→ **Work required**
Edit the items below by changing "Reviewer check" to "Annotator check" throughout, keeping every other word and point the same. Leave the pictures out of your answer.
........
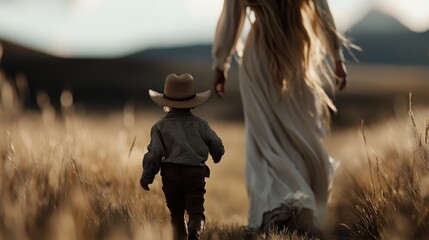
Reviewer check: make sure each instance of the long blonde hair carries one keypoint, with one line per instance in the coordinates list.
(295, 39)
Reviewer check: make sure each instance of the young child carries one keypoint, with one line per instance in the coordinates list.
(179, 146)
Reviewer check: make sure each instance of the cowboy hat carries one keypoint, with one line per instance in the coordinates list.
(179, 92)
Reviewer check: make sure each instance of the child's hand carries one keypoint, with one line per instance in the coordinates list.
(146, 187)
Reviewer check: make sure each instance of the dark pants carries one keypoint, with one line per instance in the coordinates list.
(184, 189)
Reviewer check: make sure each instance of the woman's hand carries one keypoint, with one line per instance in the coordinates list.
(219, 82)
(341, 75)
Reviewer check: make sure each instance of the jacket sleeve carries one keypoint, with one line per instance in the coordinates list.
(216, 148)
(227, 33)
(329, 34)
(152, 159)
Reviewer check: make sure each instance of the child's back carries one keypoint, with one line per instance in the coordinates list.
(180, 144)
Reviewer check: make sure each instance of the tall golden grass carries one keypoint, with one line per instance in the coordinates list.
(76, 176)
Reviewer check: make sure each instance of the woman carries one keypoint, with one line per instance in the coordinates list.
(282, 74)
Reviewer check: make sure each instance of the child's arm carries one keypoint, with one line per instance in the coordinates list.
(152, 159)
(216, 148)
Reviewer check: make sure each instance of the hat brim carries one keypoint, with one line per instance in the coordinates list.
(199, 99)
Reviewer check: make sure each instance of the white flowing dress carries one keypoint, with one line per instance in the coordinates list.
(287, 165)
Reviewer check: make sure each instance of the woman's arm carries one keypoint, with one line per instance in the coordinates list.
(228, 31)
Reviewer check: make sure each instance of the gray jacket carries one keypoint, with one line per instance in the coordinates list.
(180, 138)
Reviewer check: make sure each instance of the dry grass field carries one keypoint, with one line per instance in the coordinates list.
(76, 176)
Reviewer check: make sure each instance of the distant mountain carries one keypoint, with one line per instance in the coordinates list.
(384, 40)
(376, 22)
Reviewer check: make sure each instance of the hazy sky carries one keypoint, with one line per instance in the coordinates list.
(116, 27)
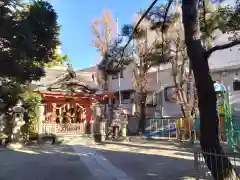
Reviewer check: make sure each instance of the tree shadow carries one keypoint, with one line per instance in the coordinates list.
(41, 163)
(140, 166)
(47, 162)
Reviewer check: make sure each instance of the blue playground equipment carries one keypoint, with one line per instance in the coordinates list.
(162, 132)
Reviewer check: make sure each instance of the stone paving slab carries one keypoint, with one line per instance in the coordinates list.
(147, 160)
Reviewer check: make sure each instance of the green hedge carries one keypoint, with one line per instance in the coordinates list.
(32, 103)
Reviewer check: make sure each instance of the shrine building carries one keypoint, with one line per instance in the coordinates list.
(68, 97)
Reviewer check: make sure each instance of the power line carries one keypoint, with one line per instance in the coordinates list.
(135, 31)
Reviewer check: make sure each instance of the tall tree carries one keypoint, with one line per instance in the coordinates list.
(29, 35)
(217, 162)
(103, 30)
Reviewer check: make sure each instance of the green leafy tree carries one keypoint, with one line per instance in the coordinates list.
(219, 165)
(29, 35)
(32, 103)
(28, 38)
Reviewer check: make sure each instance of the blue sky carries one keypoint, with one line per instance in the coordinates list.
(76, 16)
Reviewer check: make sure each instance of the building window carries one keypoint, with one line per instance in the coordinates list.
(236, 85)
(115, 76)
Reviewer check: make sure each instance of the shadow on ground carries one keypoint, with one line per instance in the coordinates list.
(140, 166)
(41, 163)
(48, 162)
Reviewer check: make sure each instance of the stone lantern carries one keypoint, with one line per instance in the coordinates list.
(17, 121)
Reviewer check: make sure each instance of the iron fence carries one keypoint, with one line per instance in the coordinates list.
(201, 169)
(170, 128)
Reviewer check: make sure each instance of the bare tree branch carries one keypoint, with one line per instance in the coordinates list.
(221, 47)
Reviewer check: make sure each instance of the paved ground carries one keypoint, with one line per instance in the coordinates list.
(150, 161)
(84, 160)
(144, 160)
(42, 163)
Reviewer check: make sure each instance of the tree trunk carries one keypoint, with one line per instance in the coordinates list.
(142, 120)
(220, 166)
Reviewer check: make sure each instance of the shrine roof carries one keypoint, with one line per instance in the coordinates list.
(55, 78)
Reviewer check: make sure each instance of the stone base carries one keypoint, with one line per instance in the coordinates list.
(14, 145)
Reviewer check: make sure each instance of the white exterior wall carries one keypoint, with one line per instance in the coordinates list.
(126, 82)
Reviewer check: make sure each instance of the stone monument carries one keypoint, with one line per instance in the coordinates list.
(17, 122)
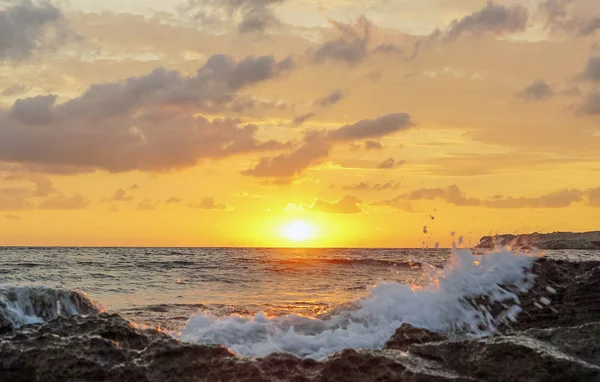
........
→ **Result for this task**
Annotator check: make sure each instance of the long blonde hair carries one keypoint, with one line per instance in the coordinates list.
(295, 39)
Annotator check: make sure each instance of the young child carries one keypoint, with one line per instance in the coordinates list.
(179, 146)
Annotator check: make sure each instance of the cowboy hat carries one keypoint, with one line per instance in the coordinates list.
(179, 92)
Annotator check: make sure each instance of the child's hand carries one keypoint, with one line per instance in the coordinates list.
(146, 187)
Annotator check: make sure each instance of the dark pants carries one keypoint, with one line per instance in the coordinates list.
(184, 189)
Annotator check: make sure each instance of the woman's hand carries one keypoint, with one line per instance in the coordinates list.
(219, 82)
(341, 75)
Annotator check: make sure each instance of the jacket sleeve carries one keypoint, with one line per instance in the coordinates list.
(216, 148)
(227, 33)
(329, 34)
(152, 159)
Annotator check: make sure each instance of the child's back carries one keypoint, with one line per instance in the coordinates list.
(180, 144)
Annotator check: make sure each instance of the tall golden grass carries one keypoint, with one line per instance in the coordinates list.
(76, 176)
Annotator check: make sure each instance of the woman carries one keypoint, with one line per instance in the coordinates list.
(282, 74)
Annotator check: make sure each instance of the child's arm carries one keypoint, with one line per instance in the coordinates list.
(152, 159)
(216, 148)
Annotator check: make sure each instance of the hat brim carries one keypoint, with one line per instance in the coordinates list.
(199, 99)
Annotator check: make sure each instance of the white flowing dress carries one keypoint, with one line per instance in the coordinates list.
(287, 165)
Annotator check: make sure each instance of the woman's arm carries one keypoint, with one line per instance in the coordinates list.
(228, 31)
Annotator check: make sure each instance of the gray jacket carries one keypoint, with one line per instance in the coordinates list.
(180, 138)
Annotator check: make sure each instance of the dry grass field carries one keypoint, with one line per instance in the coordinates list.
(76, 176)
Annotator check: make sure each instance of the distant mountain carries one keypoint, with one line per instance in the coordinates list.
(384, 40)
(376, 22)
Annotator check: make sure each instance of the hazy sky carries one keypoint, with one line per instance in the coordinates list.
(116, 27)
Annotator check: make sure each instance of the tree shadow carries one keypoint, with one line per instance in the coordinates list.
(41, 163)
(140, 166)
(47, 162)
Annotator check: make sure each instance of the blue playground equipment carries one keypoint, with one line per instance in the coordinates list.
(162, 132)
Annotator check: make sure each instance of the stone paving slab carries one keypoint, with one line per instance in the coordinates list.
(147, 160)
Annotator check: make sure each instance of the green hedge carries one keypoint, with one line per instance in the coordinates list.
(32, 103)
Annotator check: make sure each instance of the shrine building carries one keypoint, with one line per instance in the coordinates list.
(68, 97)
Annotator check: make sure each instance of the power line carries one keypoint, with one line per instance in the coordinates list.
(135, 31)
Annotator check: make sure each instance of the tall tree carries one keypoint, with one line per instance in the coordinates list.
(29, 35)
(217, 162)
(103, 30)
Annotator check: make sure each instance of the green leafy tree carries one keypoint, with one line per instance in the coordinates list.
(219, 165)
(29, 35)
(32, 103)
(28, 38)
Annotator check: make sure each instance of the blue sky carries one keypoint, with one line per instance in the coordinates list.
(76, 16)
Annotator check: make sure each instance of the building window carries one keypoint, with one line per instance in the coordinates list.
(236, 85)
(115, 76)
Annotator check: make sure each instance of the shadow on ground carries one keypoint, with one line per instance in the coordinates list.
(140, 166)
(41, 163)
(48, 162)
Annotator check: make sure each instance of the stone lantern carries one keypoint, with one line per instance in the coordinates list.
(17, 121)
Annotator check: make sure each instance of the iron fence carries one keypoint, with one line per instance in the coordinates list.
(201, 169)
(170, 128)
Annotator check: make sure each instance of the bare tree branch carries one keypoint, with one line per instance in the coordinates list.
(221, 47)
Annotator check: make sure each instance of the paved ground carries one keypoint, with one line per instance in the coordinates list.
(150, 161)
(84, 160)
(144, 160)
(42, 163)
Annotator check: make sure each instance of the tree trunk carries one keypoint, with one line per instance in the coordinates list.
(142, 120)
(220, 166)
Annotator check: make sure each instance of the shrine roof carries one keypoint, with one line per instance in the coordinates list.
(55, 78)
Annotator check: make sure each instance of the stone base carries one keypoint, with one line per instance in the coordinates list.
(14, 145)
Annotator check: make sure each instance of the white exterior wall carries one keypoint, with one line per instance in the coordinates list.
(126, 82)
Annotator check: make sure each instance of the stone monument carries one keypoint, with one line per instance in the coordinates list.
(17, 122)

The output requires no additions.